--- Start Provided information ---
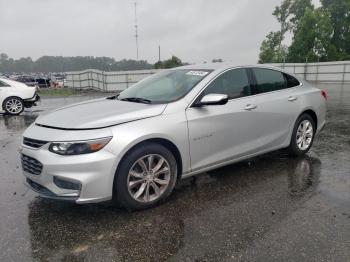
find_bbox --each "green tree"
[259,0,313,63]
[259,31,286,64]
[287,8,335,63]
[321,0,350,60]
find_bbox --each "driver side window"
[201,68,251,99]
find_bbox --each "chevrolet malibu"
[20,63,327,209]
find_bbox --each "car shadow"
[28,151,321,261]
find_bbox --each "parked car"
[35,78,51,88]
[13,76,38,87]
[21,63,326,209]
[0,78,40,115]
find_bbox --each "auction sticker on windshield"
[186,71,209,76]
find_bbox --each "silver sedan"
[20,63,327,209]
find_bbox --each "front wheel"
[3,96,24,115]
[114,143,177,210]
[288,114,316,156]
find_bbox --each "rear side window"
[200,68,251,99]
[0,81,10,87]
[253,68,287,94]
[283,74,300,88]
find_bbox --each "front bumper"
[20,144,118,204]
[24,93,41,108]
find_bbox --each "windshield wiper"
[120,97,152,104]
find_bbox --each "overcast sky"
[0,0,306,64]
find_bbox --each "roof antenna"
[134,2,139,61]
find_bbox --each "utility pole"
[158,45,160,61]
[134,2,139,61]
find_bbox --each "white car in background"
[0,78,40,115]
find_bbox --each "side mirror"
[195,94,228,107]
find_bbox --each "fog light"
[53,176,81,190]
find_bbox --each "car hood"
[35,98,166,130]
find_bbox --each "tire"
[113,143,177,210]
[288,114,316,157]
[2,96,24,116]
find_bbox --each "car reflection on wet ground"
[0,84,350,261]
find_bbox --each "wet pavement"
[0,84,350,261]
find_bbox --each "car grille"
[26,178,55,197]
[21,155,43,175]
[23,137,48,148]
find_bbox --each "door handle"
[288,96,298,102]
[244,104,257,111]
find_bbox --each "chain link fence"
[272,61,350,83]
[66,61,350,92]
[66,69,160,92]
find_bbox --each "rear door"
[186,68,260,171]
[0,80,10,111]
[250,68,300,151]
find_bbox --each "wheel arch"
[116,137,183,182]
[298,108,318,129]
[1,95,24,112]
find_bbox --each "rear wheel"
[288,114,316,156]
[114,144,177,209]
[3,96,24,115]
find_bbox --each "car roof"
[176,62,284,72]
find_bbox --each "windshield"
[118,69,211,103]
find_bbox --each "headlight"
[49,137,112,156]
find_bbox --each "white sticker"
[186,71,209,76]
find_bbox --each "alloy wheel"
[127,154,171,203]
[5,98,23,115]
[296,120,314,151]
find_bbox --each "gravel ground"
[0,84,350,262]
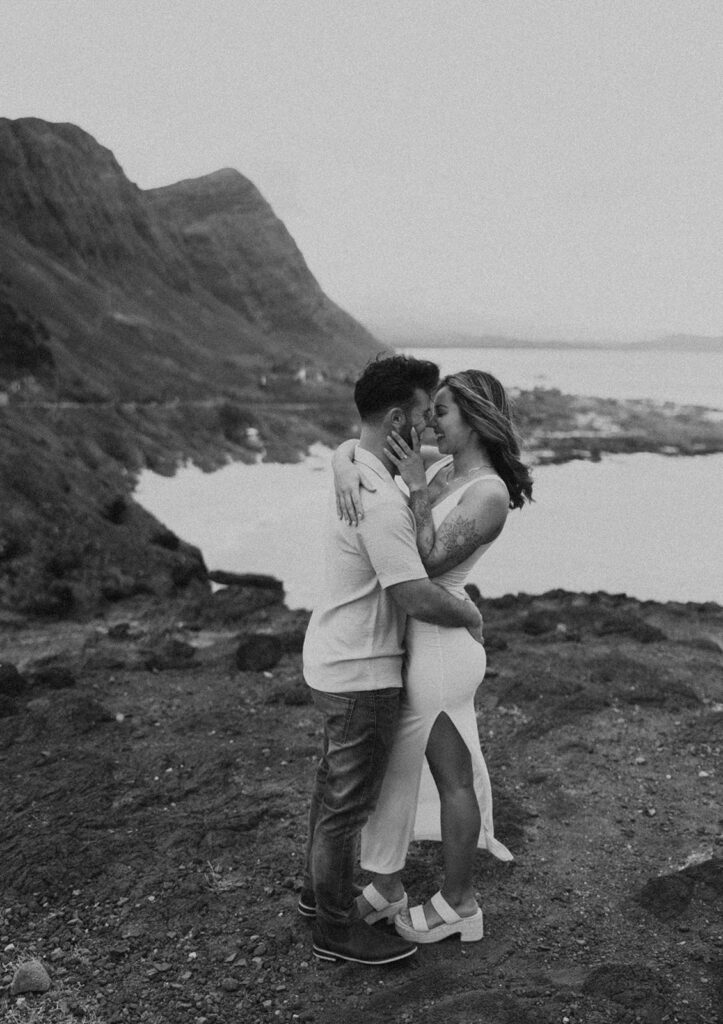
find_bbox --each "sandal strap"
[429,892,461,925]
[410,903,429,932]
[362,882,389,910]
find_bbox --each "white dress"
[360,456,513,874]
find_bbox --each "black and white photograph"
[0,0,723,1024]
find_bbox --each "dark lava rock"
[102,495,128,526]
[144,637,196,672]
[583,964,669,1024]
[595,611,668,643]
[0,693,19,718]
[637,857,723,921]
[236,633,284,672]
[24,691,114,739]
[33,665,78,690]
[0,662,28,697]
[522,609,558,637]
[10,961,50,995]
[22,580,76,618]
[151,526,180,551]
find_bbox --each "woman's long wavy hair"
[439,370,533,509]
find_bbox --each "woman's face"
[430,385,473,455]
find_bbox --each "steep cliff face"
[0,118,187,287]
[144,169,362,343]
[0,118,381,398]
[0,118,381,614]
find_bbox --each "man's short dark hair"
[354,355,439,420]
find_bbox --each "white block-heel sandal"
[362,882,409,925]
[394,893,484,942]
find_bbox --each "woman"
[334,370,533,942]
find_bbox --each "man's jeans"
[304,687,401,925]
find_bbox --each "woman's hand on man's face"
[384,427,427,490]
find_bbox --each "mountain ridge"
[0,118,385,615]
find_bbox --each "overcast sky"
[0,0,723,338]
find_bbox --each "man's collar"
[354,444,393,483]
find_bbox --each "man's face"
[399,388,434,445]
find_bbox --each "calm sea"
[402,348,723,409]
[136,349,723,607]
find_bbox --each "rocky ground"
[0,580,723,1024]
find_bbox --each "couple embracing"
[299,355,531,964]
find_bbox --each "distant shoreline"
[386,335,723,353]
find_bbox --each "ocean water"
[135,446,723,608]
[401,348,723,410]
[136,348,723,607]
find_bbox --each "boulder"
[33,665,78,690]
[144,637,196,672]
[0,662,28,697]
[236,633,284,672]
[10,961,50,995]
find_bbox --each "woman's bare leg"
[425,712,481,928]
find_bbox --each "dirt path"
[0,593,723,1024]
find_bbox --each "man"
[299,355,481,964]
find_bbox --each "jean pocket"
[313,690,356,743]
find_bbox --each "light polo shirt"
[303,447,427,693]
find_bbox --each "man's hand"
[467,618,484,647]
[467,598,484,647]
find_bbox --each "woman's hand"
[332,445,377,526]
[384,427,427,490]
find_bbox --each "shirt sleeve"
[357,502,427,589]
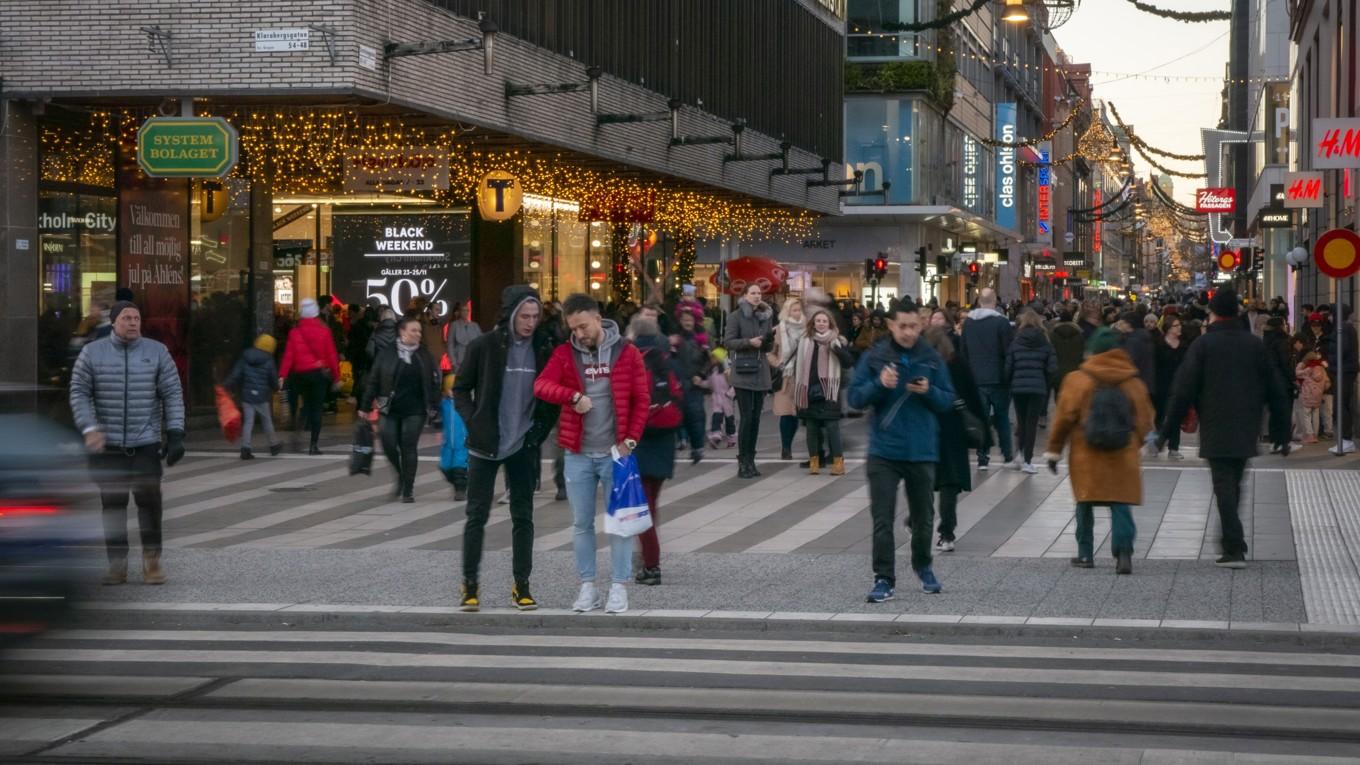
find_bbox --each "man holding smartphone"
[850,302,955,603]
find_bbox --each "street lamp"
[1001,0,1030,25]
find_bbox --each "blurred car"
[0,414,102,644]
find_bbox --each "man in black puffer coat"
[1157,287,1291,569]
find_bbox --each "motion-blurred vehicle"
[0,405,102,645]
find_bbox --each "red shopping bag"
[214,385,241,442]
[1180,408,1200,433]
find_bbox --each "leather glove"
[160,430,184,467]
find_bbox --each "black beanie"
[109,301,141,321]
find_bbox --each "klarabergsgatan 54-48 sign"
[137,117,238,178]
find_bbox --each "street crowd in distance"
[71,276,1338,604]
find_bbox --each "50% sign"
[367,276,449,317]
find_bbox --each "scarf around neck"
[793,327,840,408]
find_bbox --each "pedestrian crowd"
[71,276,1360,604]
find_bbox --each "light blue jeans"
[563,452,632,584]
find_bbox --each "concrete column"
[0,99,42,385]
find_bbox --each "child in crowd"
[707,348,737,449]
[1293,351,1331,444]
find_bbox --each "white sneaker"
[571,581,600,614]
[604,583,628,614]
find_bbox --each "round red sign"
[1312,229,1360,279]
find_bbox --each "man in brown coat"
[1044,328,1153,574]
--- End Provided information ---
_Exercise brief_. Pull every line from the listing above that contains the string "face".

_Correct response_.
find_bbox --each "woman's face"
find_bbox --each "steep cliff face"
find_bbox --each "woman's hand on man's face"
find_bbox --each "man's face"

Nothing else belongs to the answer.